▶ PROBLEM STATEMENT
In the text on the Rhode Island House Speaker, which body hires the entire legislature?

TEXT SEGMENT section start

Beyond silencing opposition in the House, Mattiello bolsters support through the patronage system, keeping constituents on his, and the House’s, staff. This past February, the Public’s Radio’s Ian Donnis published an investigation which found that since the Speaker’s appointment in 2014, government jobs multiplied in his Cranston district. Mattiello’s opposition in last year’s election, Steve Frias, told the Public’s Radio, “I saw people who were working at the Statehouse, on election day and during the campaign season working for him. They are basically campaign volunteers that are paid for by the taxpayers.”
Promising jobs in exchange for support is not a foreign concept to US politics, and politicians have been filling staff positions with supporters and constituents since Andrew Jackson’s introduction of the spoils system. Since then, it has become a regular political practice for a new official to replace current office employees with their own. But as Donnis’s report notes, in Rhode Island this power is specifically vested in the Speaker who controls the Joint Committee on Legislative Services, the body that hires the entire legislature. The Rhode Island Speaker also has the unique power to nominate state judges, a power which few other states allow. While this is not illegal, it does contribute to Mattiello’s ability to maintain power and consistent victories as the incumbent. Elections will not be free and open in Rhode Island if the Speaker’s employment is directly tied to the office.
Last fall, Mattiello and the Rhode Island Democratic Party endorsed pro-Trump conservative Michael Earnheart, who recently changed his affiliation from Republican to Democrat, in his bid against incumbent Representative Moira Walsh, a vocal Mattiello critic. A Mattiello-controlled PAC donated $1,000 to the
campaign, the maximum allowable amount.
Why would the party endorse a candidate well known for a since-deleted racist string of tweets referring to undocumented immigrants as “self-entitled lawbreakers and thieves” and Muslim immigrants to the United Kingdom as “garbage human beings”? Walsh told Slate magazine that the endorsement was punishment for her opposition to his leadership.

TEXT SEGMENT section end
DATASET RECORDS section start

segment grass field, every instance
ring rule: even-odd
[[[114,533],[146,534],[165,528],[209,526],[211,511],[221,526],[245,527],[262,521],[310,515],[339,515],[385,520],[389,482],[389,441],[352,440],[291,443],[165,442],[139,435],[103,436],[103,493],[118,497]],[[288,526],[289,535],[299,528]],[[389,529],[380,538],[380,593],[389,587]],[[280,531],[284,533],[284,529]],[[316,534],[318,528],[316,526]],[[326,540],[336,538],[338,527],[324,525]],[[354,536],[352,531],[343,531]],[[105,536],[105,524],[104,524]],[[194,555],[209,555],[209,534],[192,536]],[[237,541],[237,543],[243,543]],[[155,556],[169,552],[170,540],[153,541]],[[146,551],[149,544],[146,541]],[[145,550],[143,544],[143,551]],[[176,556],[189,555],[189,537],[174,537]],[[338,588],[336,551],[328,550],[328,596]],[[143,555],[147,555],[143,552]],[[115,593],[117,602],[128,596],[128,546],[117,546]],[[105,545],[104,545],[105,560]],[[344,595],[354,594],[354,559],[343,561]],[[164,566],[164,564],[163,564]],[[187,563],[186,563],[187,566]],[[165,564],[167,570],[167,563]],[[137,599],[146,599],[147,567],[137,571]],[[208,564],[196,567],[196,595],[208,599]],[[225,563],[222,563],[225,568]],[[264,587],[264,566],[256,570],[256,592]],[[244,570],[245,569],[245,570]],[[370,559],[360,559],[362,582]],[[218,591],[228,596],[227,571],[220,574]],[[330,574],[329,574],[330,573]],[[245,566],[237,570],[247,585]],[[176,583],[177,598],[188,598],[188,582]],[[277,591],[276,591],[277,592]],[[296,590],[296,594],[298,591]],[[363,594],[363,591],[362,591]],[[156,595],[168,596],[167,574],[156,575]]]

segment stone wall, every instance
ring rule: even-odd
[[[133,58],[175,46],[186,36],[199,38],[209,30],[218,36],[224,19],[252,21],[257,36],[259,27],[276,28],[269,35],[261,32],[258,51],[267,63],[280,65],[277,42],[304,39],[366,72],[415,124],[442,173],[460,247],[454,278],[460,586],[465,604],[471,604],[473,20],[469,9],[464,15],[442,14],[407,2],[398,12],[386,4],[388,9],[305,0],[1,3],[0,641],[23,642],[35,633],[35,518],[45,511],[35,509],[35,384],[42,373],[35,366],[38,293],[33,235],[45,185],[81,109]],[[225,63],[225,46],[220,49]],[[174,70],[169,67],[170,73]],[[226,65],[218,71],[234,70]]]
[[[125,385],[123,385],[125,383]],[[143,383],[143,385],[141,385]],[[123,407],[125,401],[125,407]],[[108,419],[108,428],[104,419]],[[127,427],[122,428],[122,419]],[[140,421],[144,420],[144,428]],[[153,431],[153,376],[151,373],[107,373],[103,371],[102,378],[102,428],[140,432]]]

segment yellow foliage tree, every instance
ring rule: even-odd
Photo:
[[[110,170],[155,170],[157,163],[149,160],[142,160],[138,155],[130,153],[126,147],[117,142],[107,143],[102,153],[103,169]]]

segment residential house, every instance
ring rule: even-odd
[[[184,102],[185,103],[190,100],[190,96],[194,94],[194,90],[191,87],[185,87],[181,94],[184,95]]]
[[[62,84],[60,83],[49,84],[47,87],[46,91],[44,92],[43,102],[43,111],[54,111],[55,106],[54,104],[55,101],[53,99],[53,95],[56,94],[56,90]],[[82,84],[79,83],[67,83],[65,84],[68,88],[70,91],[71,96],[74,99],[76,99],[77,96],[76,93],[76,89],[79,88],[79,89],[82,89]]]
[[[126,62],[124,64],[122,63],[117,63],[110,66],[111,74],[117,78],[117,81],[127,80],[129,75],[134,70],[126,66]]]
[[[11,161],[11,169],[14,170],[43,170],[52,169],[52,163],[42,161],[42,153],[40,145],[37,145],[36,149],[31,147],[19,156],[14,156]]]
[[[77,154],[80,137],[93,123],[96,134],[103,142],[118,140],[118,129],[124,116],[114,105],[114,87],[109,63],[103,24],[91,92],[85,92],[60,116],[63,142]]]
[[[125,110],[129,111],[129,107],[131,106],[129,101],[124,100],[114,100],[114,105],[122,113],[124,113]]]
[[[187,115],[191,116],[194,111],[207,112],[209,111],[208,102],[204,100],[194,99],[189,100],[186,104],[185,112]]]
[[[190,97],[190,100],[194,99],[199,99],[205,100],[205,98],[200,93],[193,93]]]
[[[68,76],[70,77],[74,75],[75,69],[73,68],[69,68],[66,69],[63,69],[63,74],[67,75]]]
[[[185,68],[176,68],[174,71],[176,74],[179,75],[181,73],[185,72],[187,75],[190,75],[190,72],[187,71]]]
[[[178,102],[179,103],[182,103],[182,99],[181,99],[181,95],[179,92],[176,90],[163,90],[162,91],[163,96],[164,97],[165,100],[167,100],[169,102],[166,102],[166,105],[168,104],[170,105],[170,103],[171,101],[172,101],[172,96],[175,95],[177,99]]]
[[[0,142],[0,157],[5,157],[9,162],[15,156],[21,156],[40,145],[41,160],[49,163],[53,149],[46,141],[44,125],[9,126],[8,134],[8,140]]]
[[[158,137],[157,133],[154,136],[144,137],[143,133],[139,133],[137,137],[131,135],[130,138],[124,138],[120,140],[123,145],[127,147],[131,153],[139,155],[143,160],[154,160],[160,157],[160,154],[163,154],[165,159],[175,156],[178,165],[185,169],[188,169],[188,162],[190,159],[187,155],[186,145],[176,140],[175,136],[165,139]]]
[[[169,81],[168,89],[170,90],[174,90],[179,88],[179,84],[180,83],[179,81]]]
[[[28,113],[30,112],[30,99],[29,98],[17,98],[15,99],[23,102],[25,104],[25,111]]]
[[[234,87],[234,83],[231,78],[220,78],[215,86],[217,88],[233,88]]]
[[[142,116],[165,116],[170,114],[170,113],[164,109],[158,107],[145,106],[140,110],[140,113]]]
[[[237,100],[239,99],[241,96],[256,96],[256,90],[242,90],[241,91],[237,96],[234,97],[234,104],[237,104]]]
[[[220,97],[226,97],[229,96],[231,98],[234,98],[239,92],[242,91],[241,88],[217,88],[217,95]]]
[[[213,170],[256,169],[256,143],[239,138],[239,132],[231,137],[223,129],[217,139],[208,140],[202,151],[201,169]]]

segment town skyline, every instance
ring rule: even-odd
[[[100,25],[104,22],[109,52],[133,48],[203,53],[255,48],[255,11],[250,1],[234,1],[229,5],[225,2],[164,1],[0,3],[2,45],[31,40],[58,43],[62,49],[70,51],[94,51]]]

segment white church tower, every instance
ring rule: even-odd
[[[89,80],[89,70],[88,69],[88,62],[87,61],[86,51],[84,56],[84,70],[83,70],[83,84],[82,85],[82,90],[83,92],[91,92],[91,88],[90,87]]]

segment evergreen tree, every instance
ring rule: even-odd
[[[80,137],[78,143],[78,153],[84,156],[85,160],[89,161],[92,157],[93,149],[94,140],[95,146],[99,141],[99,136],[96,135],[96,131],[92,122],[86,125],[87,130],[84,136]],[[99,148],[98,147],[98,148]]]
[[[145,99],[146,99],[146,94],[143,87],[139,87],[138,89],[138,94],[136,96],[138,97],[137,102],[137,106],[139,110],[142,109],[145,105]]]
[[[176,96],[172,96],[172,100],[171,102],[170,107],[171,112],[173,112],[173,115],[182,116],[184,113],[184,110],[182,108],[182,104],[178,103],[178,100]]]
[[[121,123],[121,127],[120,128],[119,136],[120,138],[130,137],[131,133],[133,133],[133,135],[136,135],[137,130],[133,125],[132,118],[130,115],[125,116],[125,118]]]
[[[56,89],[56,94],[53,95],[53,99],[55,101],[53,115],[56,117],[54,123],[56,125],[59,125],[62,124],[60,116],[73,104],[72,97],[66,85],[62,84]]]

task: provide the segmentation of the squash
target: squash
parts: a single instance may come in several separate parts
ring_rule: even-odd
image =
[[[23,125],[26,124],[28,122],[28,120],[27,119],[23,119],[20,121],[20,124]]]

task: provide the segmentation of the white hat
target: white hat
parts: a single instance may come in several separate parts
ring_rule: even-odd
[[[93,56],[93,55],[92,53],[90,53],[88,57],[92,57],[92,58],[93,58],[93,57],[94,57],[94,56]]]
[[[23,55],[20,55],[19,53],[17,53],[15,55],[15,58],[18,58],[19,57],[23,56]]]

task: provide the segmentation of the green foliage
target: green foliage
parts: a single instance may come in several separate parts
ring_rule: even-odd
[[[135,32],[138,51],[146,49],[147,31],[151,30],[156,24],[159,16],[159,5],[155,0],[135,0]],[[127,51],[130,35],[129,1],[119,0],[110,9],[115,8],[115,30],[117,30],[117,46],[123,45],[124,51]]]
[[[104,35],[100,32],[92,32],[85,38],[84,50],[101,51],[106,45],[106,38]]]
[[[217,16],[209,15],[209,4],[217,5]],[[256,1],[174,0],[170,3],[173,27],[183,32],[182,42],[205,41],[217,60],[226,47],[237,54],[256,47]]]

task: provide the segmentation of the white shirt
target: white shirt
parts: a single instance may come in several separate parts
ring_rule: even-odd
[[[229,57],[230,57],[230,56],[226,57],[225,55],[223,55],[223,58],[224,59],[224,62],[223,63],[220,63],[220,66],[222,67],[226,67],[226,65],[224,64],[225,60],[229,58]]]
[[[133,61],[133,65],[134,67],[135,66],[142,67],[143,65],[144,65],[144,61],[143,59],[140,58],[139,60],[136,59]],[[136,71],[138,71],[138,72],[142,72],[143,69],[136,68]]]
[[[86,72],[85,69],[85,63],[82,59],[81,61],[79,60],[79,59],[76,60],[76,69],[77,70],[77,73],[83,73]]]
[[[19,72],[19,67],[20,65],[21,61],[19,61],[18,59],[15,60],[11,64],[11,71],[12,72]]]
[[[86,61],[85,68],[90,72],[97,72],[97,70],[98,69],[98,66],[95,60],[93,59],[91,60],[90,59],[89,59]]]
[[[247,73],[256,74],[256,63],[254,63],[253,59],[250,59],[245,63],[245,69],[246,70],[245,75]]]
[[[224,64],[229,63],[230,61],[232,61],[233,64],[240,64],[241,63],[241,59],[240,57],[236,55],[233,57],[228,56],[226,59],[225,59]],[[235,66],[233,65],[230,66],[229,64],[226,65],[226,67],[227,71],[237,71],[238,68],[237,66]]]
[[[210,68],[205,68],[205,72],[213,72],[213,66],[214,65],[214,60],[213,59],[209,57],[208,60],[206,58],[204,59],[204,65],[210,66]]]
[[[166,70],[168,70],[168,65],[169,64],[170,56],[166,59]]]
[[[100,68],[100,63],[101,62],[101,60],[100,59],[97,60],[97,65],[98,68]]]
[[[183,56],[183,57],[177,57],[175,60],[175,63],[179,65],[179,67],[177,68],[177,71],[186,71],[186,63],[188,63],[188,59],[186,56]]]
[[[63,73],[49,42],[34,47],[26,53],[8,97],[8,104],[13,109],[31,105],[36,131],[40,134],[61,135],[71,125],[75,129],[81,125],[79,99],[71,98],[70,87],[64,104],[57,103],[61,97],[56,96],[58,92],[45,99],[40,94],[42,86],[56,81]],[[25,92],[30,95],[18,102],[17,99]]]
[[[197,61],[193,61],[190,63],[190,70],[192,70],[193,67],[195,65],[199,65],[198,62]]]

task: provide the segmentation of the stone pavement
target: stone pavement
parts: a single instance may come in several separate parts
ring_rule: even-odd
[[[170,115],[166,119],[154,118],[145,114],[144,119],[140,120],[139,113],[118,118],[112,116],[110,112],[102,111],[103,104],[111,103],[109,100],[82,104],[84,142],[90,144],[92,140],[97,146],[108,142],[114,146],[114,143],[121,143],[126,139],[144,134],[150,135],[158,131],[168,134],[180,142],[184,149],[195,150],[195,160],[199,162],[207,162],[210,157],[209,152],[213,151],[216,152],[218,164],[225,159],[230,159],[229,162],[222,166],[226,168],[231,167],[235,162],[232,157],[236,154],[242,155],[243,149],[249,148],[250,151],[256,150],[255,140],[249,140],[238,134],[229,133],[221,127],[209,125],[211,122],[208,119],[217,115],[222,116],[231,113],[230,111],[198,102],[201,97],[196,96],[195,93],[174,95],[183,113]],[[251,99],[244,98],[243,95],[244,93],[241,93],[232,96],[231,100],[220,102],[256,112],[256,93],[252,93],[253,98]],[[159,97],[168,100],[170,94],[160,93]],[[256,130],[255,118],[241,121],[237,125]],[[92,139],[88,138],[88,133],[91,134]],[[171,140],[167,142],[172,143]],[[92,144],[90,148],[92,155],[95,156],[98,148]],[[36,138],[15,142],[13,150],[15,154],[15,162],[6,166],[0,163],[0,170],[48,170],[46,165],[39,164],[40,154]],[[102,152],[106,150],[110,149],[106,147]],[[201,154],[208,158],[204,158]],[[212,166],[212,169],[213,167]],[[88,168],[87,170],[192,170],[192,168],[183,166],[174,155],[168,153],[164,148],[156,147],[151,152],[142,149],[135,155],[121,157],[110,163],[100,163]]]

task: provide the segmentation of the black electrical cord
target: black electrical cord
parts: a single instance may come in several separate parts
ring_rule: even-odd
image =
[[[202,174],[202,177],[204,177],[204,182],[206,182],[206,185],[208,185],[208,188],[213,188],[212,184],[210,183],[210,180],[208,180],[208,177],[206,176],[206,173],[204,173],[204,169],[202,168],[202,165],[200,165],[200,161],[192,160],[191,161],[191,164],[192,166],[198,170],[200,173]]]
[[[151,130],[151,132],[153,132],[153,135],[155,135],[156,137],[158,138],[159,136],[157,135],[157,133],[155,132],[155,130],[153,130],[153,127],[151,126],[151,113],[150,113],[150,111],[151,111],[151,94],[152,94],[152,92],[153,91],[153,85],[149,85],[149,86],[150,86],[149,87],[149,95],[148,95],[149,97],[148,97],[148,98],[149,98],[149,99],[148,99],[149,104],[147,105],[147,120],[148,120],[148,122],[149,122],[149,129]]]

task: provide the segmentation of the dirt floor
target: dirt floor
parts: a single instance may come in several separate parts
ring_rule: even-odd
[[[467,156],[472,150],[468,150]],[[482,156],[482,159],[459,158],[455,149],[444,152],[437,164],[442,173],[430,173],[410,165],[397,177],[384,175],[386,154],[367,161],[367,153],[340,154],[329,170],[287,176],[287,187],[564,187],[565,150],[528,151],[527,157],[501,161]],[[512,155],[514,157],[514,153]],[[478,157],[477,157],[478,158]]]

DATASET RECORDS section end

▶ EXERCISE SOLUTION
The Joint Committee on Legislative Services, which the Speaker controls.